§ OBJETIVO: Cite sem alterações, do texto sobre o papel do professor, tudo o que vai de "Luciana, ao narrar" até "por aquela situação.".

§ TEXTO DE ORIGEM:
════
Ao analisarmos o excerto apresentado, elaboramos algumas reflexões sobre o papel do professor. Pudemos observar que os professores não têm controle total em suas condições de trabalho, seu controle é limitado; nesse caso em específico, Luciana estava sujeita a decisões e normas estabelecidas por outros indivíduos - o conselho de classe e a coordenadora pedagógica. A experiência de vulnerabilidade vivenciada naquela ocasião pode ser vista como capaz de “provocar sentimentos negativos de desamparo, impotência e insegurança nos professores, paralisando ou fragilizando-os” (Oliveira; Garcia, 2020, p. 99).

Luciana, ao narrar sua experiência, dá pistas de como aquela situação a marcou e trouxe um sentimento de impotência. Ao final da entrevista, volta a falar dessa experiência: “é isso mesmo, é a inexperiência, e a gente aprende. Porque eu prometi para mim que eu nunca mais iria passar por isso, porque não dá” (Professora Luciana, Entrevista, 15 dez. 2021).

Na perspectiva de Bolívar (2002), a Professora Luciana passou por um incidente crítico, no qual pôde refletir sobre sua ação e determinar um novo rumo - posicionar-se criticamente frente à reprovação dos alunos. Observamos essa mudança quando ela diz que nunca mais passaria por aquela situação.
════
§ REGISTROS LISTADOS:
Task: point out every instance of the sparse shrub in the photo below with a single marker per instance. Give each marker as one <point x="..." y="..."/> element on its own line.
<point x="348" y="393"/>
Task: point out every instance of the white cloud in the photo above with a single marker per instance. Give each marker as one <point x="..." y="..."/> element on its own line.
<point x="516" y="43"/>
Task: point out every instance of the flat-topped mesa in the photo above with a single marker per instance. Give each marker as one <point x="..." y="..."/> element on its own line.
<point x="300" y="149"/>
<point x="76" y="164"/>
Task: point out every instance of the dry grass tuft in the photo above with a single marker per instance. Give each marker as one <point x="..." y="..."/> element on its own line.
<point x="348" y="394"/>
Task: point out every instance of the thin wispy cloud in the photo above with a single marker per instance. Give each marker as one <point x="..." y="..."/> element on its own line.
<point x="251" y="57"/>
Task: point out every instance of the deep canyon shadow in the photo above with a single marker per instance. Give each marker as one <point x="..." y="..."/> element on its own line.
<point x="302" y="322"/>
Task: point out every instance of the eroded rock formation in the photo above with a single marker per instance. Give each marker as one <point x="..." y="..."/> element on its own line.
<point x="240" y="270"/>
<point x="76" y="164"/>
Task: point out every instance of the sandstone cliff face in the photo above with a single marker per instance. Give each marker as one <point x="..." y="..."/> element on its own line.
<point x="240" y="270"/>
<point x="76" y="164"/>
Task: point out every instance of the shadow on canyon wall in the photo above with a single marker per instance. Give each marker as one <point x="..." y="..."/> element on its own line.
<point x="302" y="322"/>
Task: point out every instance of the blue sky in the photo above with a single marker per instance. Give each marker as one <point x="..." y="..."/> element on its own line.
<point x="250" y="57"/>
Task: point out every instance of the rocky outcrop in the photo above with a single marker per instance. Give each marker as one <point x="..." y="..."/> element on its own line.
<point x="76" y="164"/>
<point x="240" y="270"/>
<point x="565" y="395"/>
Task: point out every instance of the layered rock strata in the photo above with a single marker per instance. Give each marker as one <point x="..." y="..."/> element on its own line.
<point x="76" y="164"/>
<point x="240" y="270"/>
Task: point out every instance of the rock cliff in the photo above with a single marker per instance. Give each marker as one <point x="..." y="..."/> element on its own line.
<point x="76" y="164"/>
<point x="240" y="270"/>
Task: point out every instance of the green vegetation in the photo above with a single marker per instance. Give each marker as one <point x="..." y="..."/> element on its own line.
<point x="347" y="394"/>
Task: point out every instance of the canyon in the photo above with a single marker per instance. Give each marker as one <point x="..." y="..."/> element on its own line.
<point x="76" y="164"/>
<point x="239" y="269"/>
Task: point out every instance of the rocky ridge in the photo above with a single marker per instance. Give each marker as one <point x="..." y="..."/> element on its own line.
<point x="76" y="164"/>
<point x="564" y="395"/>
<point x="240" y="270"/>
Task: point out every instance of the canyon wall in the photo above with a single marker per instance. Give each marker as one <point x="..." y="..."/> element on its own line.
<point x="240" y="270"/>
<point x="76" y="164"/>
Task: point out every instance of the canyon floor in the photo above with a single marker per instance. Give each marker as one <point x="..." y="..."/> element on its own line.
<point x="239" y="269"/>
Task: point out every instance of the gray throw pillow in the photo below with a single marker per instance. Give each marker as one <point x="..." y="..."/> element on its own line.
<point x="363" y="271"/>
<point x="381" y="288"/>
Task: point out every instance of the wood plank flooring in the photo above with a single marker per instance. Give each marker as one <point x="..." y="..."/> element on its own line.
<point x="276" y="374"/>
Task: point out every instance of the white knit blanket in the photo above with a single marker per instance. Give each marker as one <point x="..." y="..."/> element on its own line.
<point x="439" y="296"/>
════
§ RESPOSTA:
Luciana, ao narrar sua experiência, dá pistas de como aquela situação a marcou e trouxe um sentimento de impotência. Ao final da entrevista, volta a falar dessa experiência: “é isso mesmo, é a inexperiência, e a gente aprende. Porque eu prometi para mim que eu nunca mais iria passar por isso, porque não dá” (Professora Luciana, Entrevista, 15 dez. 2021).

Na perspectiva de Bolívar (2002), a Professora Luciana passou por um incidente crítico, no qual pôde refletir sobre sua ação e determinar um novo rumo - posicionar-se criticamente frente à reprovação dos alunos. Observamos essa mudança quando ela diz que nunca mais passaria por aquela situação.